━━ EXTRACT TO READ ━━

-
Notifications
You must be signed in to change notification settings - Fork 147
Description
Trying to read a 15M gzipped file (200M uncompressed) shows a strange behaviour, with logstash 7.9.2. I tried reading plain files and it doesnt seem to have a difference.
- It takes about a minute to read the file entirely (reading from an EC2 machine on the same region)
- Trying locally with python or bash, takes about 5 seconds to read the entire file.
After looking at the debug logs it seems that the download part is really fast, and the local processing is very slow.
[2021-01-12T14:45:50,258][DEBUG][logstash.inputs.s3] Processing {:bucket=>"test", :key=>"logs/sample1.gz"}
[2021-01-12T14:45:50,259][DEBUG][logstash.inputs.s3] Downloading remote file {:remote_key=>"logs/sample1.gz", :local_filename=>"/tmp/logstash/sample1.gz"}
[2021-01-12T14:45:50,572][DEBUG][logstash.inputs.s3] Processing file {:filename=>"/tmp/logstash/sample1.gz"}
[2021-01-12T14:46:40,435][DEBUG][logstash.inputs.s3] Processing {:bucket=>"test", :key=>"logs/sample2.gz"}
I tried looking into the source code of the plugin, removing some of the code to be able to pinpoint the problem. Eventually I removed almost every line in the process_local_log function, keeping only the codec (which is plain by default) decoding, and the queue << event line. It seems that this is the line that is taking most of the time.

━━━

[GIVEN INSTRUCTION A]:
Please decide whether each statement agrees with the Logstash issue report, answering yes or no and quoting the words that settle it: (i) The file being read is 15M when gzipped and 200M uncompressed. (ii) The debug logs suggest the download step is the slow part. (iii) Switching to plain files made a clear difference.
[GIVEN INSTRUCTION B]:
Which version of Logstash does the Logstash issue report mention?
Rely only on the Logstash issue report.

━━ MATERIAL PROVIDED ━━

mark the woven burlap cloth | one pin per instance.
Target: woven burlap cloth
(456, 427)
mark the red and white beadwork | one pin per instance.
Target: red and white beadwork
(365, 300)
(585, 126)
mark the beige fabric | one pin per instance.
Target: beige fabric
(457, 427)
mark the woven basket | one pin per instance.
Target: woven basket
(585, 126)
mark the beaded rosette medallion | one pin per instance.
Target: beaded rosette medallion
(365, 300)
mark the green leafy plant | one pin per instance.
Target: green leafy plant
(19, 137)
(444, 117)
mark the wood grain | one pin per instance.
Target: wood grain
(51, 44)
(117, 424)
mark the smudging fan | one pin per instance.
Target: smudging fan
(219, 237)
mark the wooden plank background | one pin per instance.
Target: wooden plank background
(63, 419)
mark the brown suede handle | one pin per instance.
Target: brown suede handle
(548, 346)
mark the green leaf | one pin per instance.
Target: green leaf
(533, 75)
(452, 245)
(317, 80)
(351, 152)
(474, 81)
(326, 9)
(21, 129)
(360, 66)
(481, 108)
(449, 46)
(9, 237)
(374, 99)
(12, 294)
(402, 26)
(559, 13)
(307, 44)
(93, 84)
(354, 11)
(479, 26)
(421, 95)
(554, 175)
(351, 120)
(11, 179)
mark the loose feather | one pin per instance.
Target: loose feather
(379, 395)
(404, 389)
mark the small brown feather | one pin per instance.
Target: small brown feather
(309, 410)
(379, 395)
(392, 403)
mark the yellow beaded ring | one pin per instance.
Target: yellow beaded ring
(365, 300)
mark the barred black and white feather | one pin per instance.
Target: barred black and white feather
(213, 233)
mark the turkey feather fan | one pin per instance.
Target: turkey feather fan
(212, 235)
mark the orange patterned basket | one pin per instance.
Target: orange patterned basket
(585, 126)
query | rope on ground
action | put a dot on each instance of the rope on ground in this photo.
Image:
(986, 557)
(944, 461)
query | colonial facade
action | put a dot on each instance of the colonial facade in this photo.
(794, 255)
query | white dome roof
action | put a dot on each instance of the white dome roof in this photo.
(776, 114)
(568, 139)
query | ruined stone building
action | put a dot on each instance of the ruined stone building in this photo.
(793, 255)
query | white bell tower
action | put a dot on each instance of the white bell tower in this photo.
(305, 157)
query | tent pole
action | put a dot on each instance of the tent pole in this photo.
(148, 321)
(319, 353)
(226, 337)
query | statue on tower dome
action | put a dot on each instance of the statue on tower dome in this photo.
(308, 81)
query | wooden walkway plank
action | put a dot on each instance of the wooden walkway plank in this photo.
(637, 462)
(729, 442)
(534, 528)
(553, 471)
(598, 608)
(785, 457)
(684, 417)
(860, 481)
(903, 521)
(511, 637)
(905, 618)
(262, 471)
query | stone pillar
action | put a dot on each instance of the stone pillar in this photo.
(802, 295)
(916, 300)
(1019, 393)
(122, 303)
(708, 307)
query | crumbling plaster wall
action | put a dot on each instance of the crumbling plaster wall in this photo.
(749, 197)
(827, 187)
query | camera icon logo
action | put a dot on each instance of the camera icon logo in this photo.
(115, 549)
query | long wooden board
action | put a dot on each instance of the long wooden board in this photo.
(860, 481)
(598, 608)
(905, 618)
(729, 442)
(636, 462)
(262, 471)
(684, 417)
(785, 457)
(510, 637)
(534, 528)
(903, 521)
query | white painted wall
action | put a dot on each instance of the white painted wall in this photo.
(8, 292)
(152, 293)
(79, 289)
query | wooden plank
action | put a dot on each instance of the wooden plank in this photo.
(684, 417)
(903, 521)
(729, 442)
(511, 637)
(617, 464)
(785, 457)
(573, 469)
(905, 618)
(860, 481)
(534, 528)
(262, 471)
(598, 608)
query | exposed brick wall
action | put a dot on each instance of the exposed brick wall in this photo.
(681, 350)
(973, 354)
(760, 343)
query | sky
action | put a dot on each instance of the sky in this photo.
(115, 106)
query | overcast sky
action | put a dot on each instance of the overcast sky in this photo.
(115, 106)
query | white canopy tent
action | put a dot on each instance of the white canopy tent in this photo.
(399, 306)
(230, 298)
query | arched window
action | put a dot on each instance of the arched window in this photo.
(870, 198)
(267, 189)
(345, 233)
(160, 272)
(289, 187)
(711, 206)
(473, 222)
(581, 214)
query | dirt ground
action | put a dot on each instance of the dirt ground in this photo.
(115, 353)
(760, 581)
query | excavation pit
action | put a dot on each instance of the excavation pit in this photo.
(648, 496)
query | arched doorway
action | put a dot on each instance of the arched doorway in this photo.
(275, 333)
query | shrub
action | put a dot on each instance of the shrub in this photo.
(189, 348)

━━━

[TASK RESPONSE A]:
(i) Yes: "Trying to read a 15M gzipped file (200M uncompressed)"
(ii) No: "the download part is really fast, and the local processing is very slow"
(iii) No: "I tried reading plain files and it doesnt seem to have a difference."

[TASK RESPONSE B]:
7.9.2